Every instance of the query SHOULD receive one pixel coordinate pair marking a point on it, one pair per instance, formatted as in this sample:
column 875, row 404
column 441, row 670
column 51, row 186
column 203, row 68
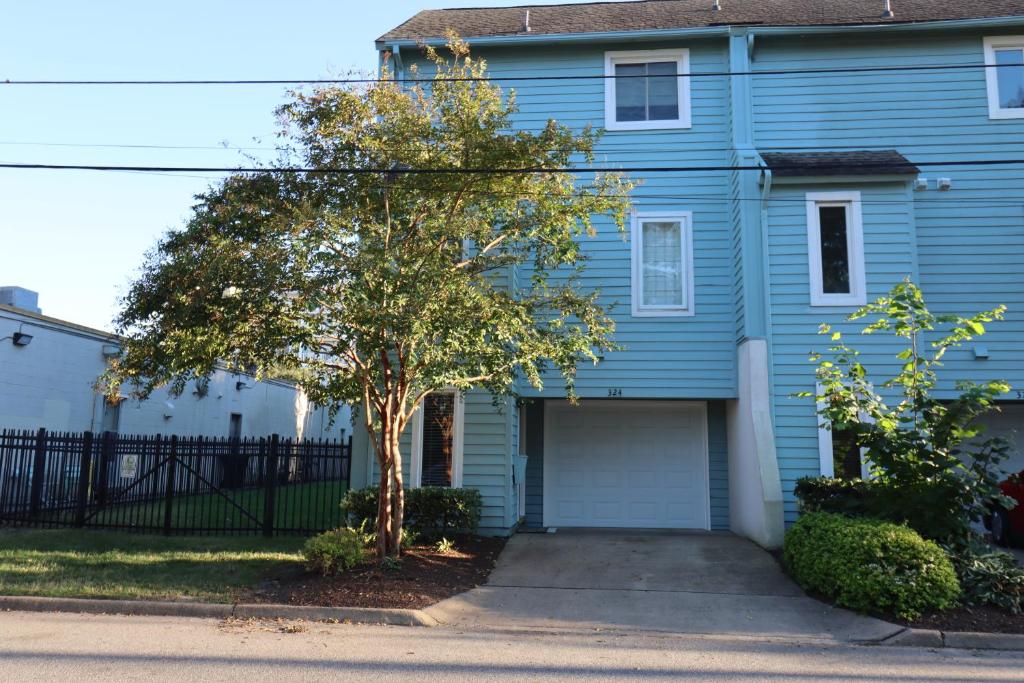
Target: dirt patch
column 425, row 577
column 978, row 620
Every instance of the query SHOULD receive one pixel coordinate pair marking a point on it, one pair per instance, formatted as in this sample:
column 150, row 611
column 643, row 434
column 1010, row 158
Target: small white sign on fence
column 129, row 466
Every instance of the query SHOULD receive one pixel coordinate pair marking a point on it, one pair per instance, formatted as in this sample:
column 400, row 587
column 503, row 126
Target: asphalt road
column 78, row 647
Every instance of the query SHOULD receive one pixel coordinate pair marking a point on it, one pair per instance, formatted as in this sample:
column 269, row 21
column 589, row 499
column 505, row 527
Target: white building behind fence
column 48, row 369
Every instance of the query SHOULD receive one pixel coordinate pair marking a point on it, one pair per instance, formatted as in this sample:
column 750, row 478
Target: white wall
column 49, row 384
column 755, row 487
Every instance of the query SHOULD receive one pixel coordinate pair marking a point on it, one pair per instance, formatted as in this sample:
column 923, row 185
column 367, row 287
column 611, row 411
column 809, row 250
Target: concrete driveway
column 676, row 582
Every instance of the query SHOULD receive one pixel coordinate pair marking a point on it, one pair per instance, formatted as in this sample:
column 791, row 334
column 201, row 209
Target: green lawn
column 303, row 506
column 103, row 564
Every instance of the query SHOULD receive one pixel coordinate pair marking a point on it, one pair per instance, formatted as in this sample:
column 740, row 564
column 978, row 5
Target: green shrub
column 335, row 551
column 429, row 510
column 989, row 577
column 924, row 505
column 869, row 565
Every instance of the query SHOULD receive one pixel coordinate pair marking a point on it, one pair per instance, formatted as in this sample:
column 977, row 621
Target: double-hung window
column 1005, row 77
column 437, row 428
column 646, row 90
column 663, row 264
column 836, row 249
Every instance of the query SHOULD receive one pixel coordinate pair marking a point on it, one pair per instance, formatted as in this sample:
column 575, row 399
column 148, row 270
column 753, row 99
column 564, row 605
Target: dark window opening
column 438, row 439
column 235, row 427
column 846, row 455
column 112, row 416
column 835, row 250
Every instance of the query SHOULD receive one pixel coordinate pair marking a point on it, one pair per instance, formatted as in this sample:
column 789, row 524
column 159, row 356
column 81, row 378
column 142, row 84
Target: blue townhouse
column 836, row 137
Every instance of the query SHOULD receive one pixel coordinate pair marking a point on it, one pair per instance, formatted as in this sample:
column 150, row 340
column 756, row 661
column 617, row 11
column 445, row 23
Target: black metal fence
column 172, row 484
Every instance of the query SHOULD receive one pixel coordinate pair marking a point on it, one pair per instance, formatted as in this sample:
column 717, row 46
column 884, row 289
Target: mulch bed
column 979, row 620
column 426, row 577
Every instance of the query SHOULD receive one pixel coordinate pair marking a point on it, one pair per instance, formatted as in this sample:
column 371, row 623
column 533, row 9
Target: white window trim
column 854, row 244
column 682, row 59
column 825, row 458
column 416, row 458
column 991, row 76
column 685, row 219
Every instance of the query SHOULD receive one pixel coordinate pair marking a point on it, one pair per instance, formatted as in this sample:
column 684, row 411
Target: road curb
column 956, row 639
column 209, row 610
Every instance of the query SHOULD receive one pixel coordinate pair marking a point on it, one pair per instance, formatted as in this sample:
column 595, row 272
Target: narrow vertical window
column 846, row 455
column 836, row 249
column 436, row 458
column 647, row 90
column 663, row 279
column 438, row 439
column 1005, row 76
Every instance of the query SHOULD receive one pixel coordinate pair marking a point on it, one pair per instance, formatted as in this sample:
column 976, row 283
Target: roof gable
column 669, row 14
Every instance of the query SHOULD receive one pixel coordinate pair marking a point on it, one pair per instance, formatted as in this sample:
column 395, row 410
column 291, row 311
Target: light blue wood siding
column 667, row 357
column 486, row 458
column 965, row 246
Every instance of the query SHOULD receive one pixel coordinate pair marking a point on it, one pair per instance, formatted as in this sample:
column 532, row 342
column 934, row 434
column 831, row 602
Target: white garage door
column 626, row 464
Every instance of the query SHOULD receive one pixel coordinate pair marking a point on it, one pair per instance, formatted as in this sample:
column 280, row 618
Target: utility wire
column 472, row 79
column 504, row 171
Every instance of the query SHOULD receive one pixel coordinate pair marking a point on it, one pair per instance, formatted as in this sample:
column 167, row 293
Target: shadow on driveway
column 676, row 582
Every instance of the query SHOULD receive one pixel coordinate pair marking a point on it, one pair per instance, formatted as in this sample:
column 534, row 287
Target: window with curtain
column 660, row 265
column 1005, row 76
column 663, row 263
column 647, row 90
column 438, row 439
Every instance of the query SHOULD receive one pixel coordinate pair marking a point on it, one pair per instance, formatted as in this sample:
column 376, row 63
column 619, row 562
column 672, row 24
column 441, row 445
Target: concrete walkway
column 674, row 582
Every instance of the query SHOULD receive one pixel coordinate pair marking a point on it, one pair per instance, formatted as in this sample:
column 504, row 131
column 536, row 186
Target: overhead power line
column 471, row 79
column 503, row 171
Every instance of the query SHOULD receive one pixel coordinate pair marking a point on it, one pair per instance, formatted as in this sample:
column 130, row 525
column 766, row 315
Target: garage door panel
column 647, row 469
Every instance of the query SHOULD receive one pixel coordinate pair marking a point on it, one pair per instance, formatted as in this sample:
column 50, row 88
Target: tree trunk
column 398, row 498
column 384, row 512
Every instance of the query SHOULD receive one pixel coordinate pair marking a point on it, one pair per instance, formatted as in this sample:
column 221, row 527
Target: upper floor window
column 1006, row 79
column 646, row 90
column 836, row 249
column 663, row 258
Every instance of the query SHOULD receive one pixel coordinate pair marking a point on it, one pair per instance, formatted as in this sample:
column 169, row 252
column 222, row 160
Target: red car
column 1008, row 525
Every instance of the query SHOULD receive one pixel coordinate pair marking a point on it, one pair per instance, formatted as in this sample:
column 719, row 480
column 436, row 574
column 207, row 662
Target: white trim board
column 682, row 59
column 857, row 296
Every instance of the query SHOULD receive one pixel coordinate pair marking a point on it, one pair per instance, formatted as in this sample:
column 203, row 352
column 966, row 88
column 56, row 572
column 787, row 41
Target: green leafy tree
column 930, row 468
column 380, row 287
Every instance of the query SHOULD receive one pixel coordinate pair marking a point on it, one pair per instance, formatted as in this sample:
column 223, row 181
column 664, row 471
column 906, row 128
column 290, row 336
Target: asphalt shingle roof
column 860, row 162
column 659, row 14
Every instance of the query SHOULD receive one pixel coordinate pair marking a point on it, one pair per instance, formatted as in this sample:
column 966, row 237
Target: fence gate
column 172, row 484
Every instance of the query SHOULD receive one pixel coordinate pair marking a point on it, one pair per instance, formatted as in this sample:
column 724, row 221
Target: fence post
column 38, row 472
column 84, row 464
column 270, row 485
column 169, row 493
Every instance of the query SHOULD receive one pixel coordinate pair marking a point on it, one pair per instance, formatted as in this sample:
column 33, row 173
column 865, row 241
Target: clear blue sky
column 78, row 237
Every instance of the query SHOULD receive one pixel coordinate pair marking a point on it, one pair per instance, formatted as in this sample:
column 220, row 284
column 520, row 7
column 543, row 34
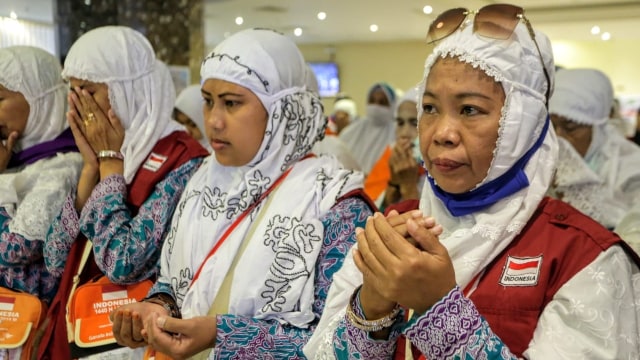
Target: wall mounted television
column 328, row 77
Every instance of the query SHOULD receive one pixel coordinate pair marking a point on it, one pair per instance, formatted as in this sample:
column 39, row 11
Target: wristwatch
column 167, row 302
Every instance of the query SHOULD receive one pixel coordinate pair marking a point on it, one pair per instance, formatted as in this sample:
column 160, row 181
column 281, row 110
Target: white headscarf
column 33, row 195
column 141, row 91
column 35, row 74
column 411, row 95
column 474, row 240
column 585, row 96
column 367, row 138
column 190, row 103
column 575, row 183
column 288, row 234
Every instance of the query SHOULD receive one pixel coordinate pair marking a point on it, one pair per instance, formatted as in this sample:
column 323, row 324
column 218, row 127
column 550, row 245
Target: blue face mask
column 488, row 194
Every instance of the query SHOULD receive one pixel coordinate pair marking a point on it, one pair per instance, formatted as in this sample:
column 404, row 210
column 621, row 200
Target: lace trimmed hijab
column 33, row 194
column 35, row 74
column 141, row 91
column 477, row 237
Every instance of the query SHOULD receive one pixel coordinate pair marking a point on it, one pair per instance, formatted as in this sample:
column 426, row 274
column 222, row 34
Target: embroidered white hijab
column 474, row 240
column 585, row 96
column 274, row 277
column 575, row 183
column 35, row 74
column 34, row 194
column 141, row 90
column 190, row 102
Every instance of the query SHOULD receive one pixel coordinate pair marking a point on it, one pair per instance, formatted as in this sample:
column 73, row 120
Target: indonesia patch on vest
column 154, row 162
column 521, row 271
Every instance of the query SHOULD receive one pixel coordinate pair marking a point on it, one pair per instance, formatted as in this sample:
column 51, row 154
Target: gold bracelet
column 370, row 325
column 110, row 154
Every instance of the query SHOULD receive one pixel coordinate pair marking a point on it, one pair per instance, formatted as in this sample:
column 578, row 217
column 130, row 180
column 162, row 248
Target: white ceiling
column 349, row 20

» **EXERCISE PROMPT**
Which lines above contain the word "roof"? Gather every one of them and copy each in full.

» **RESPONSE**
Target: roof gable
Target: asphalt shingle roof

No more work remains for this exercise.